TASK TO CARRY OUT -
As you print the data below, keep every line exactly as it is and leave the images behind.

Referring expression pointing data:

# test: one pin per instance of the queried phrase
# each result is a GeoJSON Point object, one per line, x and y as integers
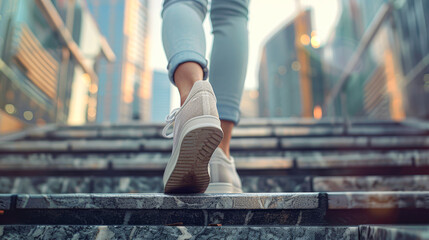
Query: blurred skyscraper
{"type": "Point", "coordinates": [48, 50]}
{"type": "Point", "coordinates": [290, 79]}
{"type": "Point", "coordinates": [125, 85]}
{"type": "Point", "coordinates": [161, 95]}
{"type": "Point", "coordinates": [249, 104]}
{"type": "Point", "coordinates": [391, 77]}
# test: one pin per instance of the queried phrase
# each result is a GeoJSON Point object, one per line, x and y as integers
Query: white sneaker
{"type": "Point", "coordinates": [197, 133]}
{"type": "Point", "coordinates": [223, 175]}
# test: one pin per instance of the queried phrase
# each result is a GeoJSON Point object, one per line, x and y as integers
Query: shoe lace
{"type": "Point", "coordinates": [170, 121]}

RESPONSE TO THIS EXERCISE -
# test: one pin per instance of the queried phrase
# each result is a GeoJSON Point object, one per line, x and y as integers
Query: blurred skyscraper
{"type": "Point", "coordinates": [48, 50]}
{"type": "Point", "coordinates": [290, 79]}
{"type": "Point", "coordinates": [125, 85]}
{"type": "Point", "coordinates": [161, 95]}
{"type": "Point", "coordinates": [249, 104]}
{"type": "Point", "coordinates": [391, 77]}
# test: one pin per instance of the queried phrase
# each result is a GeoJSON Point object, one per line, x and y as integers
Query: white sneaker
{"type": "Point", "coordinates": [197, 133]}
{"type": "Point", "coordinates": [223, 175]}
# test: one pin per instance of the queried phrase
# each result is a GeoJSON Point object, one per line, x and y as integers
Query: shoe lace
{"type": "Point", "coordinates": [170, 121]}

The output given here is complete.